Text segment:
____________

Walter Isaacson explains
in a brief subscriber-only essay on Time.com how he came to write an authorized biography of technology icon Steve Jobs:
In the early summer of 2004, I got a phone call from him. He had been scattershot friendly to me over the years, with occasional bursts of intensity, especially when he was launching a new product that he wanted on the cover of TIME or featured on CNN, places where I'd worked. But now that I was no longer at either of those places, I hadn't heard from him much. We talked a bit about the Aspen Institute, which I had recently joined, and I invited him to speak at our summer campus in Colorado. He'd be happy to come, he said, but not to be onstage. He wanted, instead, to take a walk so we could talk.

____________

Record extracts:

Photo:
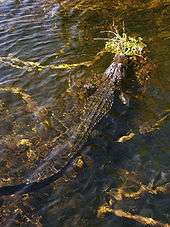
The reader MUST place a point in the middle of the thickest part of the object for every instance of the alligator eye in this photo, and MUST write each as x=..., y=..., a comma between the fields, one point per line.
x=90, y=89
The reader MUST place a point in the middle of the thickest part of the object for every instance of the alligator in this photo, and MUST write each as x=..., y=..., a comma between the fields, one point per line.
x=98, y=105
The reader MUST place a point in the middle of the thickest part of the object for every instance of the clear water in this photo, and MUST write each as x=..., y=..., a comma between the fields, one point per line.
x=51, y=33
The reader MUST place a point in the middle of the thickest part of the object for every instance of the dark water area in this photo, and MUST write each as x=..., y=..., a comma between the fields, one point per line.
x=113, y=183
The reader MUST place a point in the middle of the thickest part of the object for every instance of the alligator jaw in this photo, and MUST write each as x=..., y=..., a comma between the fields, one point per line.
x=116, y=71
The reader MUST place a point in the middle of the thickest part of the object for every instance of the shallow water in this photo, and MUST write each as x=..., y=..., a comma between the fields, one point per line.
x=50, y=33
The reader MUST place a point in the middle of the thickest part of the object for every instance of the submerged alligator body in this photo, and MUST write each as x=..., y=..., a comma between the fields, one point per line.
x=97, y=106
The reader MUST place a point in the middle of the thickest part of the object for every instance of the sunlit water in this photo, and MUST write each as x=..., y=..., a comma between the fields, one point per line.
x=42, y=31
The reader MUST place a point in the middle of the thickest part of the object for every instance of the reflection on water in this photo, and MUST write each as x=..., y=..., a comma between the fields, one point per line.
x=112, y=184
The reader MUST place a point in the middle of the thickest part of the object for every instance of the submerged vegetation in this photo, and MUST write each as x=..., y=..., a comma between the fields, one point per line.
x=121, y=179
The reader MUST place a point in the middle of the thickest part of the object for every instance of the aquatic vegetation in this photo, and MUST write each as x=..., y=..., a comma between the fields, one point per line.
x=105, y=209
x=124, y=44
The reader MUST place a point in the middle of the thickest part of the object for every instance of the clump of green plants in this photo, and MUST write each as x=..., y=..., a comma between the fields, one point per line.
x=123, y=44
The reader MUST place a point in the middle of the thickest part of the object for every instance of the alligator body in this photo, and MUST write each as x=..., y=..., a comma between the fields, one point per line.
x=96, y=108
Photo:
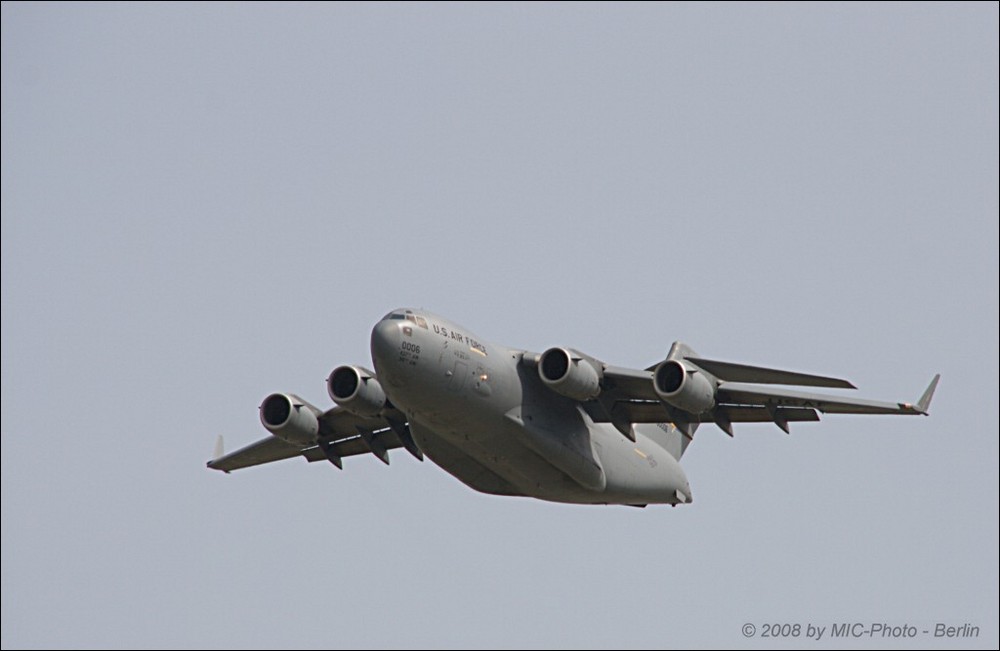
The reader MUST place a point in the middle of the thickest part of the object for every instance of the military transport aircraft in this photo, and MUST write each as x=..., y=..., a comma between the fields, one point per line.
x=559, y=426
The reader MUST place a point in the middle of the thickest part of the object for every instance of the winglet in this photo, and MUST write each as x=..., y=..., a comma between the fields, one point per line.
x=925, y=400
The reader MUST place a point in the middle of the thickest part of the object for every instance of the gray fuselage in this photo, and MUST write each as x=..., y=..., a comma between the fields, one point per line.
x=487, y=418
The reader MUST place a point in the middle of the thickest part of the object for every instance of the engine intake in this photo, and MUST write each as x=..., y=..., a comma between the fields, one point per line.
x=356, y=390
x=684, y=388
x=290, y=418
x=570, y=374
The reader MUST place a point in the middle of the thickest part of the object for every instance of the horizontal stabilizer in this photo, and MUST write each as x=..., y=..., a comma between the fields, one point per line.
x=729, y=372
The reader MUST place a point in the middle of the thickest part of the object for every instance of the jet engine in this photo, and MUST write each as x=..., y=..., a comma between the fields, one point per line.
x=356, y=390
x=683, y=387
x=290, y=418
x=570, y=373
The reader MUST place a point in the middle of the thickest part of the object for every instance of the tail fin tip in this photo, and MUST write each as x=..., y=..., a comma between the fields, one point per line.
x=923, y=405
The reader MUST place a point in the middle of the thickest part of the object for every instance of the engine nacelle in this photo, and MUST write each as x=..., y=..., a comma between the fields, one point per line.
x=570, y=374
x=290, y=418
x=356, y=390
x=684, y=388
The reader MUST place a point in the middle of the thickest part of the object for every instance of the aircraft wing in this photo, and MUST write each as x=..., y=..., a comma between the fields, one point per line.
x=628, y=397
x=342, y=434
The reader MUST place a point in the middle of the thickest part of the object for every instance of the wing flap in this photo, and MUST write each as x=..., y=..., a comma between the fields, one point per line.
x=740, y=394
x=729, y=372
x=657, y=412
x=263, y=451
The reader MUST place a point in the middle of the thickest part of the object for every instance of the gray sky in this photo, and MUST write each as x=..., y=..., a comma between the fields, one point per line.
x=206, y=203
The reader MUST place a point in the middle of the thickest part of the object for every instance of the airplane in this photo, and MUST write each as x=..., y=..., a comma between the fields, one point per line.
x=559, y=426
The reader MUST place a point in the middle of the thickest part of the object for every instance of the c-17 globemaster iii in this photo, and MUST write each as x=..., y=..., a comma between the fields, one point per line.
x=558, y=426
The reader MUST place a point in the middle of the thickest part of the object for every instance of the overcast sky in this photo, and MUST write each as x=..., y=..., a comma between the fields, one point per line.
x=203, y=204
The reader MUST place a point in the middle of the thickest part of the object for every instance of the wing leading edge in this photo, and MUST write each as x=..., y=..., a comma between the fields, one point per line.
x=342, y=434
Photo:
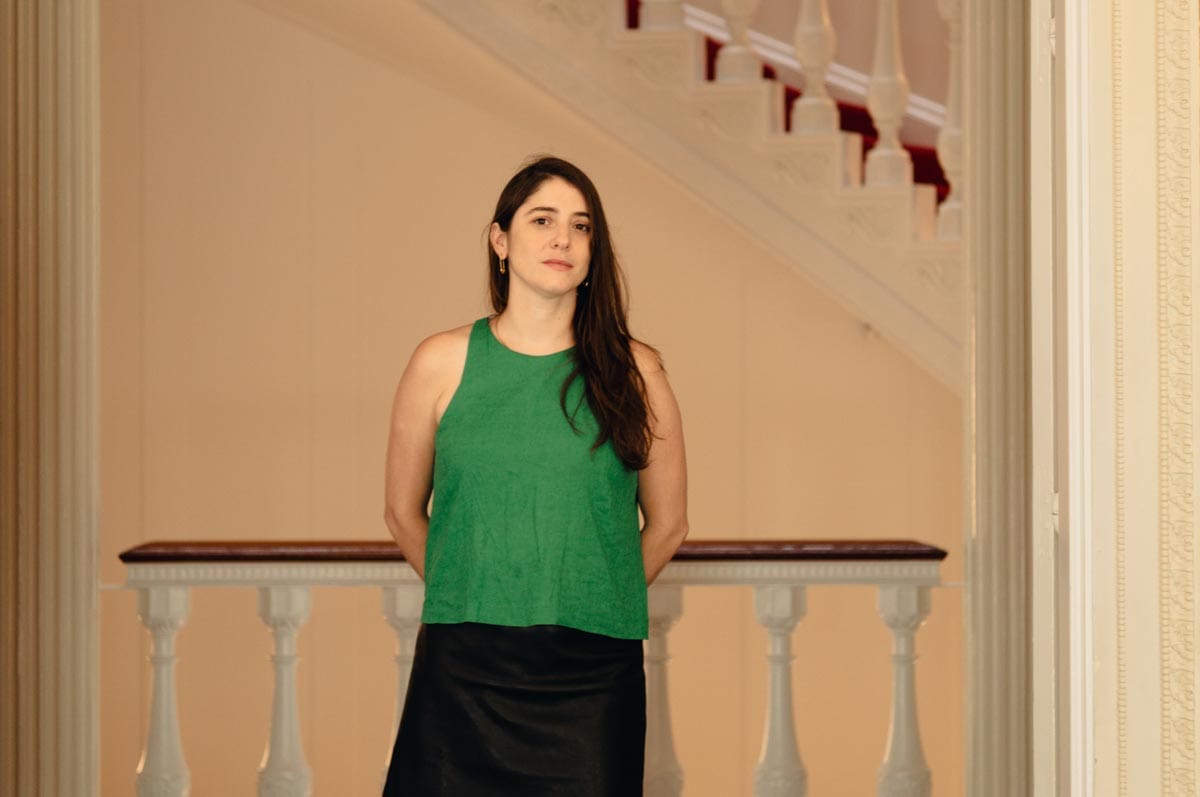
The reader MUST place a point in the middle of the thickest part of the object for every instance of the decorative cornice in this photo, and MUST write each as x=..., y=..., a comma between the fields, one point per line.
x=1176, y=519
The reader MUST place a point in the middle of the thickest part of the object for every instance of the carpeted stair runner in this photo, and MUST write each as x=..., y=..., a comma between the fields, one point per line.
x=855, y=119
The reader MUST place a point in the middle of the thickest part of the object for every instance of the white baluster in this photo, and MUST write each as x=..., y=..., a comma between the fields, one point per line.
x=736, y=63
x=664, y=775
x=904, y=772
x=815, y=43
x=887, y=97
x=283, y=771
x=162, y=771
x=660, y=15
x=402, y=609
x=780, y=771
x=949, y=138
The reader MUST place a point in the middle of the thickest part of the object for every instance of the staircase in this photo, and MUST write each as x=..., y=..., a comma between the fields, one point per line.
x=828, y=189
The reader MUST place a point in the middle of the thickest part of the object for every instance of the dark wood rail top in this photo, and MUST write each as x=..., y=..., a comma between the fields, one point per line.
x=387, y=551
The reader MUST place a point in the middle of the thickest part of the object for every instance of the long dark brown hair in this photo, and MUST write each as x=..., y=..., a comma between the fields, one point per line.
x=604, y=357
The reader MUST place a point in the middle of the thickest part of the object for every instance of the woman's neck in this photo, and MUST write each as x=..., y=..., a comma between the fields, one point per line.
x=535, y=327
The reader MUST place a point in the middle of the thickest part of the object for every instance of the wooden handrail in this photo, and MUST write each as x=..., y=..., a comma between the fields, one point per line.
x=387, y=551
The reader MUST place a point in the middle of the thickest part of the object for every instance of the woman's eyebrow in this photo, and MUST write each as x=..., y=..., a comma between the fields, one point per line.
x=555, y=210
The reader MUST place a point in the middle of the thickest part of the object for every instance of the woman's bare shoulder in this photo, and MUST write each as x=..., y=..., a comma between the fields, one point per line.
x=646, y=357
x=442, y=352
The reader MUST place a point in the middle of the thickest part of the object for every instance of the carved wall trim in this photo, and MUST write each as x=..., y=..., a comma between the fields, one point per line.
x=1174, y=156
x=996, y=42
x=48, y=403
x=1119, y=400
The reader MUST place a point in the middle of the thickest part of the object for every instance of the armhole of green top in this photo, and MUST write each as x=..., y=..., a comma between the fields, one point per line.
x=472, y=345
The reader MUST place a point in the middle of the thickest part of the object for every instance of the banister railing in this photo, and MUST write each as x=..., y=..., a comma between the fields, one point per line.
x=779, y=570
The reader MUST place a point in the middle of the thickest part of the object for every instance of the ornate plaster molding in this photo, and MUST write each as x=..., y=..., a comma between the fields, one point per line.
x=1176, y=519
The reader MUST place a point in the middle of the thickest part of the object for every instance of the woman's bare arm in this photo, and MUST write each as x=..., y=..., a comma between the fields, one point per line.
x=663, y=484
x=432, y=376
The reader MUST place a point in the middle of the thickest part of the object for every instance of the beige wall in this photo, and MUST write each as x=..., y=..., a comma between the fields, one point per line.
x=294, y=193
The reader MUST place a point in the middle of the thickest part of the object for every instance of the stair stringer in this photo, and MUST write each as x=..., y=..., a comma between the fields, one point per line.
x=873, y=249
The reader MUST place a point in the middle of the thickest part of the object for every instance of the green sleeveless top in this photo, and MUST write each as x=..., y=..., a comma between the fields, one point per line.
x=528, y=525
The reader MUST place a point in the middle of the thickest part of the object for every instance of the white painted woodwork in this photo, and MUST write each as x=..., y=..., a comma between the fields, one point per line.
x=888, y=163
x=162, y=771
x=780, y=771
x=664, y=775
x=660, y=15
x=285, y=603
x=949, y=138
x=815, y=112
x=904, y=772
x=737, y=61
x=402, y=610
x=283, y=771
x=874, y=249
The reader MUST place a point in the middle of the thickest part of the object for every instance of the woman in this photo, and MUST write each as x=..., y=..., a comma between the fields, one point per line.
x=539, y=432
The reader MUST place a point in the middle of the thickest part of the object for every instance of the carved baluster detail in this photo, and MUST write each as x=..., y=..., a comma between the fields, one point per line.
x=780, y=771
x=162, y=771
x=887, y=99
x=815, y=43
x=737, y=63
x=949, y=138
x=283, y=771
x=402, y=609
x=904, y=772
x=660, y=15
x=664, y=775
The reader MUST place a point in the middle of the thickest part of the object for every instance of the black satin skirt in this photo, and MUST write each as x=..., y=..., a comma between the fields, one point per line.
x=534, y=712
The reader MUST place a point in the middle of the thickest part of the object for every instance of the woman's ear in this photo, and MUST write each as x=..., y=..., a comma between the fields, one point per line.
x=499, y=240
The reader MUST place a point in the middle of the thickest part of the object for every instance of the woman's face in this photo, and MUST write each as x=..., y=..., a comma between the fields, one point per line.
x=549, y=243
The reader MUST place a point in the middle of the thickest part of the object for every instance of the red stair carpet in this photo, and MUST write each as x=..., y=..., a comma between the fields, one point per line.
x=855, y=119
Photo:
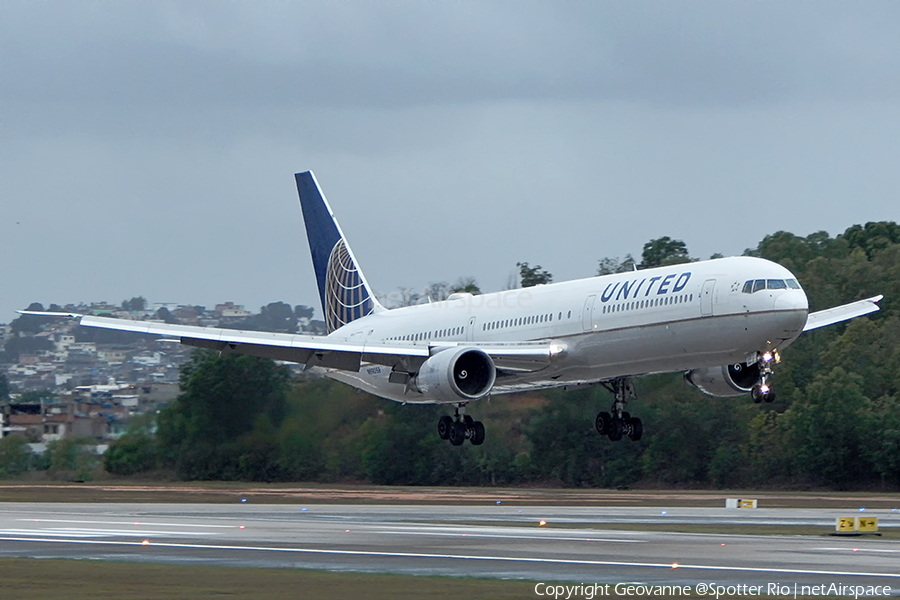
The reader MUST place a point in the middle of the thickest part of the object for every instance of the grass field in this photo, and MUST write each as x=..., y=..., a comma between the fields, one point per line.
x=33, y=579
x=48, y=579
x=215, y=492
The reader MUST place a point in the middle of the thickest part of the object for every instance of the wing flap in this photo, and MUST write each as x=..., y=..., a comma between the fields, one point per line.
x=844, y=312
x=329, y=352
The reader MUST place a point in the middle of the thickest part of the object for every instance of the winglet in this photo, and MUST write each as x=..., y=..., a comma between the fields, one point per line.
x=41, y=313
x=343, y=289
x=844, y=312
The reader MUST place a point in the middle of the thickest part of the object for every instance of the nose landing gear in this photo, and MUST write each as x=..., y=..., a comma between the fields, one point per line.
x=761, y=390
x=618, y=423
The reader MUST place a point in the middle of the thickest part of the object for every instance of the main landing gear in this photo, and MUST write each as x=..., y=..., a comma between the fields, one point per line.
x=618, y=422
x=461, y=427
x=761, y=390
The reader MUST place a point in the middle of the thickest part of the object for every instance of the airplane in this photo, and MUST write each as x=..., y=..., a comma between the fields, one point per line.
x=721, y=322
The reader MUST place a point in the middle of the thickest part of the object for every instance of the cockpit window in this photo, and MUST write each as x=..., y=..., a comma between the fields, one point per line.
x=755, y=285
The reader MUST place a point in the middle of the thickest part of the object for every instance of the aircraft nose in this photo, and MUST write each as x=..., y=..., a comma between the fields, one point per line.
x=792, y=300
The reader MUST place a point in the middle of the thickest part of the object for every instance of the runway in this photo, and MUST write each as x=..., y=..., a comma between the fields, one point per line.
x=499, y=541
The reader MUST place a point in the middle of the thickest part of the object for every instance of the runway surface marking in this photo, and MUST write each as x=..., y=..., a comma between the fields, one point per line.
x=125, y=523
x=513, y=537
x=849, y=549
x=78, y=532
x=525, y=559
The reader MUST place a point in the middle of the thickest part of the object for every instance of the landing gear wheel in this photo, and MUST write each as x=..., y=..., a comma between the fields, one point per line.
x=444, y=425
x=477, y=433
x=634, y=427
x=756, y=394
x=602, y=422
x=615, y=430
x=457, y=434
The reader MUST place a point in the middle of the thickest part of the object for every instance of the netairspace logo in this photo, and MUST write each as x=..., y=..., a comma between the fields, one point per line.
x=709, y=590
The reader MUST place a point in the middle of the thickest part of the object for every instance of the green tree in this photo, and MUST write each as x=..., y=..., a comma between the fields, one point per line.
x=608, y=266
x=465, y=284
x=530, y=276
x=873, y=237
x=664, y=251
x=15, y=456
x=137, y=304
x=4, y=387
x=132, y=454
x=828, y=429
x=224, y=399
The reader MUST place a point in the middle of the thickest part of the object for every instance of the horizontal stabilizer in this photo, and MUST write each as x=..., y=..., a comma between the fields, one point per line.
x=844, y=312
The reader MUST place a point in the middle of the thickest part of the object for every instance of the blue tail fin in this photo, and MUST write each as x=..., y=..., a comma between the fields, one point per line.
x=345, y=294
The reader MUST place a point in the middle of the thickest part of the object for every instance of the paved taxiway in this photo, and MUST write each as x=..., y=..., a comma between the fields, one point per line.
x=491, y=541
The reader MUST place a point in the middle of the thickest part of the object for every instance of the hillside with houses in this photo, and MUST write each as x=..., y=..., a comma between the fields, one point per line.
x=61, y=381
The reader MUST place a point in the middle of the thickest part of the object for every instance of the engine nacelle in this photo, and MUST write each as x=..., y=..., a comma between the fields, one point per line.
x=730, y=380
x=457, y=375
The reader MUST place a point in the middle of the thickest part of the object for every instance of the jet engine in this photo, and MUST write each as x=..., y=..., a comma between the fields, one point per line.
x=457, y=375
x=730, y=380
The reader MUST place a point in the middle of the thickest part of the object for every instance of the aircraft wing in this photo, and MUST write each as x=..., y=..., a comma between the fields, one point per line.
x=318, y=351
x=844, y=312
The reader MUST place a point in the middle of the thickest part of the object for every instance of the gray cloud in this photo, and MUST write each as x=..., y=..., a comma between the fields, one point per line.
x=147, y=148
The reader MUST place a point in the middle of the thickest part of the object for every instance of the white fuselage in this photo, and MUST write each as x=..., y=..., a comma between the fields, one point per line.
x=665, y=319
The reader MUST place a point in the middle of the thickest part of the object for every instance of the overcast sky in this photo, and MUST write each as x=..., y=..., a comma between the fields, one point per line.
x=148, y=148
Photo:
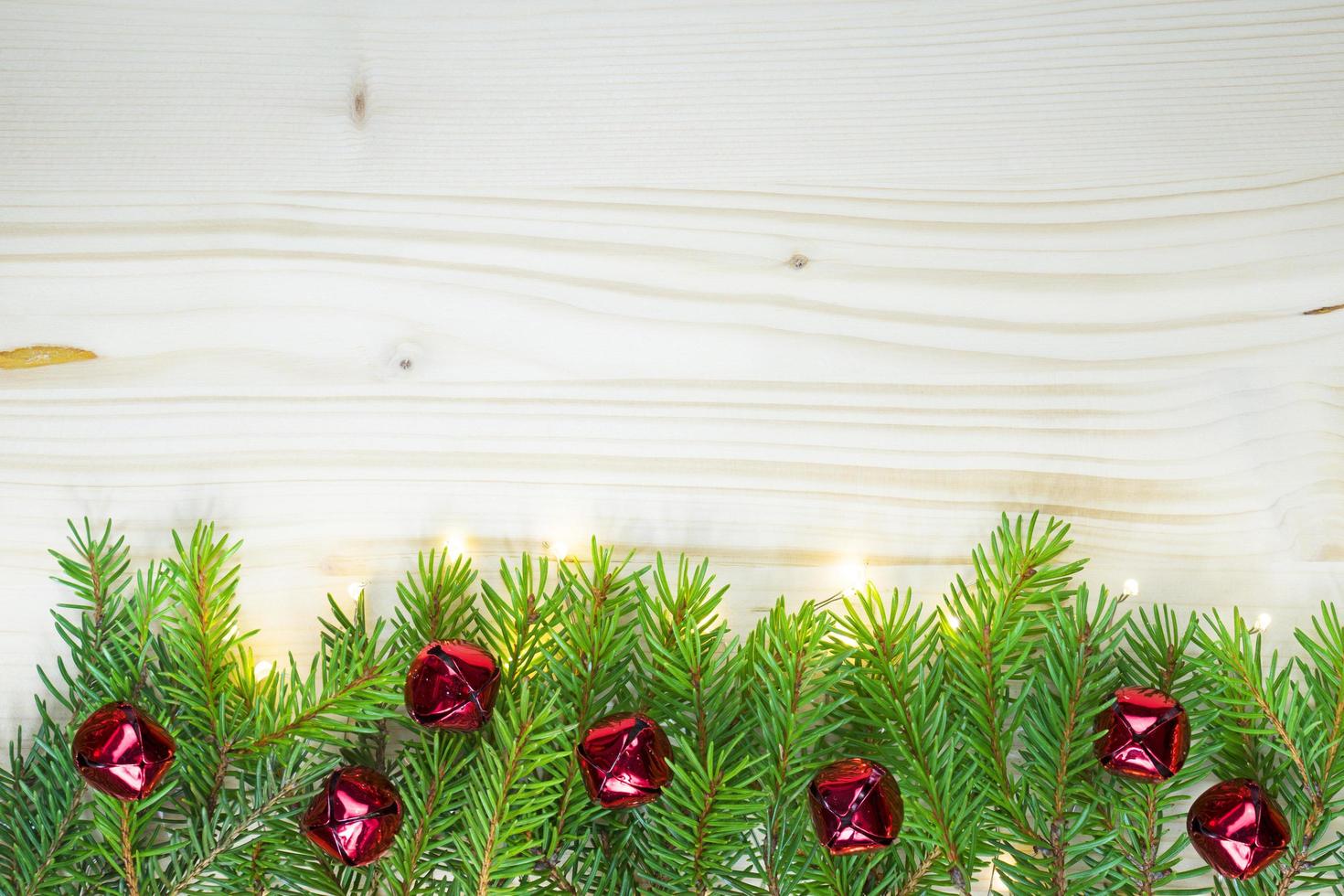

____________

Assignment A: In the account of how the Steve Jobs biography began, which organization had the writer recently joined when Jobs called in 2004?
Assignment B: Write a continuation of the account of how the Steve Jobs biography began, starting after its final sentence.
The listing has no connection to the text about how the Steve Jobs biography began.

Answer A: The Aspen Institute.

Answer B:
That seemed a bit odd. I didn't yet know that taking a long walk was his preferred way to have a serious conversation. It turned out that he wanted me to write a biography of him. I had recently published one on Benjamin Franklin and was writing one about Albert Einstein, and my initial reaction was to wonder, half jokingly, whether he saw himself as the natural successor in that sequence. Because I assumed that he was still in the middle of an oscillating career that had many more ups and downs left, I demurred. Not now, I said. Maybe in a decade or two, when you retire.
But I later realized that he had called me just before he was going to be operated on for cancer for the first time.